• **СПИСОК ЗАДАЧ**
a. Перескажите текст о поисках Кносса в двух предложениях.
b. Верните дословно фрагмент текста о поисках Кносса, начиная со слов «Эванс не был» и продолжая до слов «на неопределенный срок.» включительно.

• **ИСХОДНЫЙ ТЕКСТ**
'''

Эванс не был первым, кто пытался отыскать Кносс. Лет за 20 до него археолог-любитель Минос Калокэринос заложил несколько глубоких траншей в 5 километрах от Кандии (ныне — Ираклион). Именно здесь, на Целепи Кефала, что в переводе означает «Холм Господина», критские предания размещали Кносс. В толще земли обозначились контуры громадного сооружения. Найденные в земле предметы Калокэринос хранил в здании британского консульства в Кандии, где он работал переводчиком. Коллекция удачливого грека привлекла внимание археологов, но, заметив возросший интерес к раскопкам, турецкие хозяева Кносса резко подняли цену на землю — все работы пришлось прервать на неопределенный срок.
В 1886 году на Крит прибыл увенчанный мировой славой 63-летний Шлиман. Амбициозный археолог, нанесший своими непрофессиональными раскопками непоправимый ущерб Трое и Микенам, желал совершить очередное открытие. Денег у Шлимана было предостаточно, и он немедленно заключил договор о покупке территории Кносса, включая все, что на ней находилось. Однако, пересчитав оливковые деревья, росшие на уже почти принадлежавшей ему земле, неожиданно обнаружил, что их втрое меньше, чем положено по договору. Взбешенный тем, что его — Шлимана! — надувают, археолог расторг сделку с турками.

'''

• **ПЕРЕЧЕНЬ ДАННЫХ**

'''

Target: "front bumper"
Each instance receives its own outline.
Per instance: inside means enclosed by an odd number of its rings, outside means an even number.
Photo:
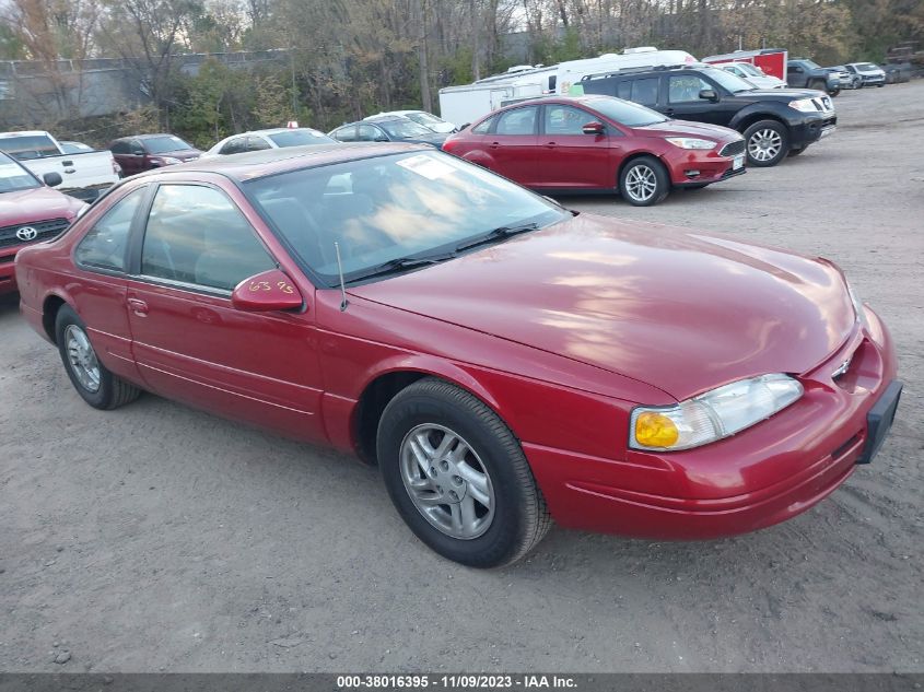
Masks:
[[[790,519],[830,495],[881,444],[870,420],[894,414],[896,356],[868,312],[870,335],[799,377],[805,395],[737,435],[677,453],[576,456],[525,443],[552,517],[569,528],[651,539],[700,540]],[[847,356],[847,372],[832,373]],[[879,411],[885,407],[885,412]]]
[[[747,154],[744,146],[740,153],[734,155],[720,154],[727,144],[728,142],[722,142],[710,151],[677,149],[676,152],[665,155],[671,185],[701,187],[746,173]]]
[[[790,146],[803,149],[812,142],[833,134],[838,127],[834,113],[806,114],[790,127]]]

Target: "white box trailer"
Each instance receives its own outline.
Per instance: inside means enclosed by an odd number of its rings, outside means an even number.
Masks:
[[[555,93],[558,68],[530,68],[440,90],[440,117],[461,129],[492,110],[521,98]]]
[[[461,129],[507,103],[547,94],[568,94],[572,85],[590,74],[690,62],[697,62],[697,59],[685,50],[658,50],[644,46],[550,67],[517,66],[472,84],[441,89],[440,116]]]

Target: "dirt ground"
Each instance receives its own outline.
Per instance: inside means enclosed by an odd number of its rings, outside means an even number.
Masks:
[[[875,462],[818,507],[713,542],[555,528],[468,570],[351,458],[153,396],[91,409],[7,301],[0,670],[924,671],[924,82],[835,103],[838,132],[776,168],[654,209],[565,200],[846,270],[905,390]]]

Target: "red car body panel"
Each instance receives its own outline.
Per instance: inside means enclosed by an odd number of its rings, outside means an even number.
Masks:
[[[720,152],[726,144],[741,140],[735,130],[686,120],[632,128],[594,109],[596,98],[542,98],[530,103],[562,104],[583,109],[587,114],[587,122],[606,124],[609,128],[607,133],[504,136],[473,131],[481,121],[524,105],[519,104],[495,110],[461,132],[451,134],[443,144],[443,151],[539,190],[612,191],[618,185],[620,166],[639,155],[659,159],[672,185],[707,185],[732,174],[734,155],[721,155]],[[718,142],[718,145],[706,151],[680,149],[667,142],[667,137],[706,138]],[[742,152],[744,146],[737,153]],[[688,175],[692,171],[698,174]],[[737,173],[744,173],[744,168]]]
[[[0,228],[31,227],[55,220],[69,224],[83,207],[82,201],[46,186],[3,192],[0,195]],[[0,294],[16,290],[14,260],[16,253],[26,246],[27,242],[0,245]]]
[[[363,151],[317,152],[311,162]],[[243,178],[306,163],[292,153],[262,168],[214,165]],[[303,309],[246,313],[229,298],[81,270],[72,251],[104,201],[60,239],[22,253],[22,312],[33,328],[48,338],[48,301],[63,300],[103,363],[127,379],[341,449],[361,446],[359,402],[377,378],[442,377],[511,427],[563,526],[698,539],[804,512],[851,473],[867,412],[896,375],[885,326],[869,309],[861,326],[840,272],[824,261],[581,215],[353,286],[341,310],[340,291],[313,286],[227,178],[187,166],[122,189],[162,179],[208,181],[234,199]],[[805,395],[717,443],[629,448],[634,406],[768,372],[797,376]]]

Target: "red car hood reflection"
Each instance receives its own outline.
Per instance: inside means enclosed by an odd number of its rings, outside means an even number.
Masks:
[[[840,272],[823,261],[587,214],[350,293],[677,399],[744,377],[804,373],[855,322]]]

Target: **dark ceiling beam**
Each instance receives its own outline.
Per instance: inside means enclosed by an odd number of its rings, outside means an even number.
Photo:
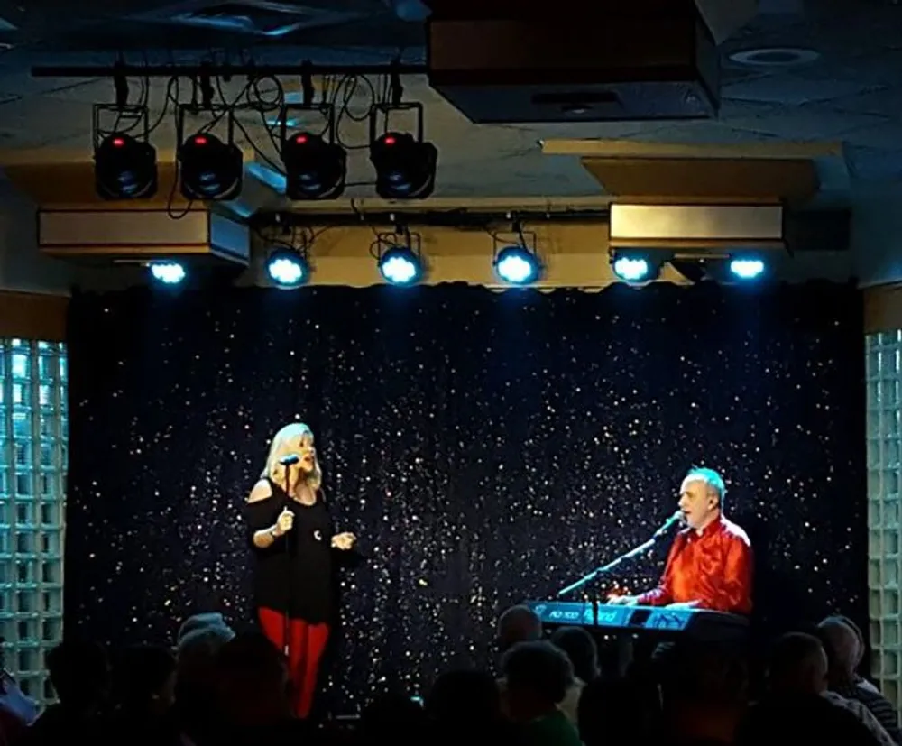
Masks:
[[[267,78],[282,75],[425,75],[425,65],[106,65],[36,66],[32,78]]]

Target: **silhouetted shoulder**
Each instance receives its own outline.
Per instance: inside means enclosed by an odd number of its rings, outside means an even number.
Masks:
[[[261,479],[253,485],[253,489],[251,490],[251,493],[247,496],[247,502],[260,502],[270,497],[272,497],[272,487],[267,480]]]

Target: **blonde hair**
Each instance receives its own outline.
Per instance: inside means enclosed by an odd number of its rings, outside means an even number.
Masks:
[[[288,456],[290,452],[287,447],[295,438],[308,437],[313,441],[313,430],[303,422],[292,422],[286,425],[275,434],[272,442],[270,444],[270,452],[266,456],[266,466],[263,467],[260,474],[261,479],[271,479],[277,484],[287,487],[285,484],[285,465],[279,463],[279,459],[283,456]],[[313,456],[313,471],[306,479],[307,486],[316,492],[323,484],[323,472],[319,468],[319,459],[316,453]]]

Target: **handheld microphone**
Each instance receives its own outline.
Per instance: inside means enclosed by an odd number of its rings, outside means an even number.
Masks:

'''

• **ОТВЕТЫ ПО ЗАДАЧАМ**
a. Еще до Эванса археолог-любитель Минос Калокэринос начал копать на Холме Господина близ Кандии и обнаружил контуры громадного сооружения, но турецкие хозяева Кносса резко подняли цену на землю, и работы пришлось прервать. В 1886 году Шлиман заключил договор о покупке территории Кносса, однако расторг сделку, когда обнаружил, что оливковых деревьев на этой земле втрое меньше, чем положено по договору.

b.
Эванс не был первым, кто пытался отыскать Кносс. Лет за 20 до него археолог-любитель Минос Калокэринос заложил несколько глубоких траншей в 5 километрах от Кандии (ныне — Ираклион). Именно здесь, на Целепи Кефала, что в переводе означает «Холм Господина», критские предания размещали Кносс. В толще земли обозначились контуры громадного сооружения. Найденные в земле предметы Калокэринос хранил в здании британского консульства в Кандии, где он работал переводчиком. Коллекция удачливого грека привлекла внимание археологов, но, заметив возросший интерес к раскопкам, турецкие хозяева Кносса резко подняли цену на землю — все работы пришлось прервать на неопределенный срок.